# [Task brief]
Lay out every line of the records below as a numbered list, omitting any blank lines.

# [Stored rows]
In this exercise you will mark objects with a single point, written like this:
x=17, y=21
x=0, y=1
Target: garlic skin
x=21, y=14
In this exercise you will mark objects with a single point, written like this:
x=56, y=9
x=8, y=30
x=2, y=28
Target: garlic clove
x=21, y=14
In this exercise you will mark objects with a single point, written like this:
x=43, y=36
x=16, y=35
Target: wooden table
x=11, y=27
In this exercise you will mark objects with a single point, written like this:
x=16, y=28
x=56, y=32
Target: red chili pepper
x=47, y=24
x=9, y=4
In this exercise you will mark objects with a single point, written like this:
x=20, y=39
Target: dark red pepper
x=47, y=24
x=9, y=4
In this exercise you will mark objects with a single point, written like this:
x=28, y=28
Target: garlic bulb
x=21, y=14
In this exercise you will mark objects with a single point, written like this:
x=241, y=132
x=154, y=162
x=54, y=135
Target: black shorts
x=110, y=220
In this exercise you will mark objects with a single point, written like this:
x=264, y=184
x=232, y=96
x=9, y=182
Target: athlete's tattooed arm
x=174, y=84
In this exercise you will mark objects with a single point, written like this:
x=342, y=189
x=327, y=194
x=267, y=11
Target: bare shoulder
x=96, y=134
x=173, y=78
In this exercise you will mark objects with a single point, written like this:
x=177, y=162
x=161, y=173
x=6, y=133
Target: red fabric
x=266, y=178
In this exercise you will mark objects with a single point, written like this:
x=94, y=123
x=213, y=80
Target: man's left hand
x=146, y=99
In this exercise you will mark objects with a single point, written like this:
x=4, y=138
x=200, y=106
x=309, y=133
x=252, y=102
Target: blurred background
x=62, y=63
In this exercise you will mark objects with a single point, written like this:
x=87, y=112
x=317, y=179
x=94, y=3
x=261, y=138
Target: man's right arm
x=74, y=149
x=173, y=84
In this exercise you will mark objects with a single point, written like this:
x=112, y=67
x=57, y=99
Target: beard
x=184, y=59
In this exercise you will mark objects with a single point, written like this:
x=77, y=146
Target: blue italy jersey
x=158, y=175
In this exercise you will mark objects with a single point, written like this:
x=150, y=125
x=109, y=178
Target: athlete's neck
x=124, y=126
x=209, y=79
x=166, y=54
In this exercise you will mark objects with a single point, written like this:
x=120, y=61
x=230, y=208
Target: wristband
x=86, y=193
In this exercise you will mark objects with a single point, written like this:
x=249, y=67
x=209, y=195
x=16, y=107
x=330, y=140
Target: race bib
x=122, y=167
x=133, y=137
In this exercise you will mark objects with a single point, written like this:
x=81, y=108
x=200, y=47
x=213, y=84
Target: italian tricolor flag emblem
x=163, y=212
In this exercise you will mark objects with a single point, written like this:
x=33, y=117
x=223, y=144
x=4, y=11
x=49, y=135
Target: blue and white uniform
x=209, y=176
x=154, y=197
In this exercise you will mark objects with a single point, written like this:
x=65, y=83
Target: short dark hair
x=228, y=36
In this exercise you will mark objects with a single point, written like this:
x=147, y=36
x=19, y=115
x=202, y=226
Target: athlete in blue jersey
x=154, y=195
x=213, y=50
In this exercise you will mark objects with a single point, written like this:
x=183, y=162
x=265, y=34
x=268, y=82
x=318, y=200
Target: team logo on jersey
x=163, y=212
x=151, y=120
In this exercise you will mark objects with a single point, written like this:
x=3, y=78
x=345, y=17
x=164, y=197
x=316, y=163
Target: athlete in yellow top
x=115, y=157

# [Written solution]
1. In this exercise you will mark objects with a single point, written like this:
2. x=17, y=21
3. x=0, y=1
4. Target: garlic skin
5. x=21, y=14
6. In this exercise you will mark objects with a single point, written like this:
7. x=56, y=9
8. x=8, y=30
9. x=2, y=28
10. Target: garlic clove
11. x=21, y=14
12. In this exercise you will mark objects with a single point, written like this:
13. x=43, y=36
14. x=16, y=35
15. Target: wooden table
16. x=11, y=27
17. In this exercise you will mark objects with a single point, written like this:
18. x=16, y=28
19. x=56, y=32
20. Target: red chili pepper
21. x=47, y=24
22. x=9, y=4
23. In this exercise you will mark objects with a single point, written like this:
24. x=20, y=39
25. Target: dark red pepper
26. x=47, y=24
27. x=9, y=4
28. In this exercise you will mark objects with a single point, written like this:
29. x=28, y=28
30. Target: garlic bulb
31. x=21, y=14
32. In this exercise you will mark objects with a single point, written like this:
33. x=241, y=132
34. x=154, y=162
35. x=54, y=135
36. Target: black shorts
37. x=110, y=220
38. In this exercise you will mark objects with a single point, written like this:
39. x=264, y=184
40. x=232, y=96
41. x=9, y=182
42. Target: athlete's tattooed arm
43. x=174, y=84
44. In this exercise you will mark objects with a single point, written like this:
45. x=342, y=189
46. x=327, y=194
47. x=267, y=11
48. Target: bare shoulder
49. x=96, y=134
50. x=173, y=78
51. In this exercise you will mark objects with a single point, written like this:
52. x=177, y=162
53. x=161, y=173
54. x=6, y=133
55. Target: red fabric
56. x=266, y=178
57. In this exercise you will mark objects with a single point, written like this:
58. x=94, y=123
59. x=213, y=80
60. Target: man's left hand
61. x=146, y=99
62. In this exercise you will mark objects with a single point, written like this:
63. x=4, y=138
64. x=200, y=106
65. x=309, y=133
66. x=252, y=102
67. Target: blurred background
68. x=62, y=63
69. In this exercise you will mark objects with a single point, written like this:
70. x=87, y=112
71. x=317, y=179
72. x=94, y=3
73. x=261, y=138
74. Target: man's right arm
75. x=74, y=149
76. x=173, y=84
77. In this exercise you will mark objects with a single point, written like this:
78. x=112, y=67
79. x=57, y=99
80. Target: beard
81. x=184, y=59
82. In this exercise you will mark objects with a single point, written like this:
83. x=77, y=146
84. Target: blue italy jersey
85. x=158, y=175
86. In this exercise you will mark objects with a single point, written like this:
87. x=150, y=125
88. x=109, y=178
89. Target: athlete's neck
90. x=124, y=126
91. x=209, y=79
92. x=166, y=54
93. In this exercise you will mark objects with a single point, written like this:
94. x=120, y=61
95. x=230, y=208
96. Target: wristband
97. x=86, y=193
98. In this exercise you will mark objects with a single point, written like this:
99. x=249, y=67
100. x=209, y=195
101. x=16, y=107
102. x=330, y=140
103. Target: race bib
104. x=122, y=167
105. x=133, y=137
106. In this exercise you will mark objects with a single point, written like this:
107. x=81, y=108
108. x=200, y=47
109. x=213, y=84
110. Target: italian tricolor flag emblem
111. x=163, y=212
112. In this exercise you will mark objects with a single point, written like this:
113. x=33, y=117
114. x=223, y=144
115. x=4, y=11
116. x=49, y=135
117. Target: blue and white uniform
118. x=209, y=176
119. x=154, y=197
120. In this exercise you will mark objects with a single point, written like this:
121. x=65, y=83
122. Target: short dark hair
123. x=228, y=36
124. In this exercise you will mark objects with a single point, written like this:
125. x=147, y=36
126. x=19, y=115
127. x=202, y=226
128. Target: athlete in blue jersey
129. x=154, y=195
130. x=213, y=50
131. In this exercise you will mark objects with a single point, written like this:
132. x=183, y=162
133. x=265, y=34
134. x=268, y=82
135. x=318, y=200
136. Target: team logo on jersey
137. x=163, y=212
138. x=151, y=120
139. In this exercise you will mark objects with a single point, written like this:
140. x=3, y=78
141. x=345, y=17
142. x=164, y=197
143. x=316, y=163
144. Target: athlete in yellow top
145. x=115, y=157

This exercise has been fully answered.